- **Work to do**:
1. Give again, word for word, the passage of the famine commission report that begins at the words "Many letters came" and stops after "action. (Note 61)".
2. According to the famine commission report, to whom did the US World War Veterans of Ukrainian Descent of New York send their letter of September 18, 1933?

**** Article

Investigation of the Ukrainian Famine 1932-1933
Report to Congress, Commission on The Ukraine Famine (1988)
April 22, 1988, Pages 151, 164-167, 184
CHAPTER 6: THE AMERICAN RESPONSE TO THE FAMINE
"Despite ample and timely knowledge about the man-made Famine of
1932-1933 in Ukraine, the US government did not publicly acknowledge
what it knew or respond in any meaningful way. Similarly, a number of
members of the American press actively denied in public what they
confirmed in private about the famine........................
"Robert F. Kelly, chief of the State Department's Division of Eastern
European Affairs from 1926 until its abolition in 1937, oversaw research
and processed intelligence on the USSR. The single most important post
for reliable, timely intelligence was the Russian affairs section at the
US Legation in Riga, Latvia, which had monitored the Soviet Union since
"The first Ukrainian group to send an appeal to a member of the
Administration was the US World War Veterans of Ukrainian
Descent of New York. On September 18 (1933) the organization
wrote and sent a number of photographs and press accounts
to Postmaster General James J. Farley, who was also
chairman of the Democratic Committee in Roosevelt's home
state. (Note 56) The letter went through various hands in
the New York Democratic Committee, who noted that it
contained possible "political dynamite." It was then sent to the
State Department, where it too went to Kelley, who wrote:
There has been referred to this Department for attention your
letter of September 18, 1933, addressed to the Postmaster
General, and its enclosures, certain photographs and
newspaper clippings relating to the sufferings of persons
living in the Ukraine and to the communist movement in the
United States. Your letter and its enclosures have been read
with interest. (Note 57)
Many letters came from the large and active Ukrainian
community in Canada. On October 2, representatives of the
Ukrainian community in Ward, Manitoba, write the President,
asking that he "give a helping hand" and support the starving
millions of Ukraine and the North Caucasus. On the same
day, the Ukrainian National Council in Canada also appealed
to him. Attached to the latter appeal was a detailed statement
by Mrs. Marie Zuk of Kalmazivka in Odessa Oblast', who
had been permitted to leave Ukraine on August 7 to join her
husband, a farmer in Alberta. (Note 60) The Consul General in
Winnipeg was directed to inform the organization's leaders that,
since these conditions "do not appear to directly affect American
citizens or interests, the Department is not in a position to take
any action. (Note 61)

********
**** Data excerpt

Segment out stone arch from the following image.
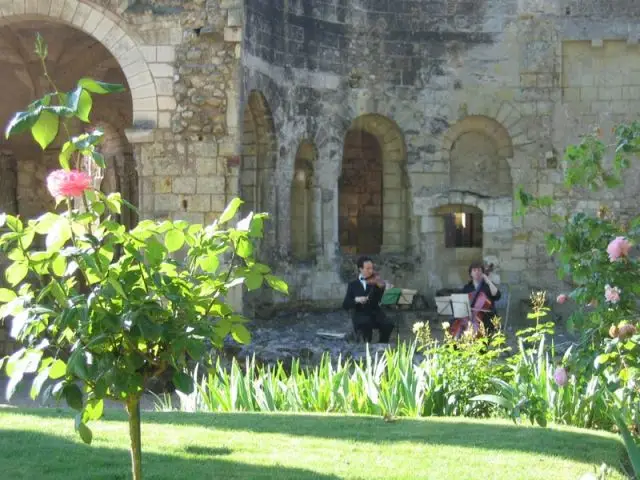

********

- **List of solutions**:
1.
Many letters came from the large and active Ukrainian
community in Canada. On October 2, representatives of the
Ukrainian community in Ward, Manitoba, write the President,
asking that he "give a helping hand" and support the starving
millions of Ukraine and the North Caucasus. On the same
day, the Ukrainian National Council in Canada also appealed
to him. Attached to the latter appeal was a detailed statement
by Mrs. Marie Zuk of Kalmazivka in Odessa Oblast', who
had been permitted to leave Ukraine on August 7 to join her
husband, a farmer in Alberta. (Note 60) The Consul General in
Winnipeg was directed to inform the organization's leaders that,
since these conditions "do not appear to directly affect American
citizens or interests, the Department is not in a position to take
any action. (Note 61)

2. Postmaster General James J. Farley.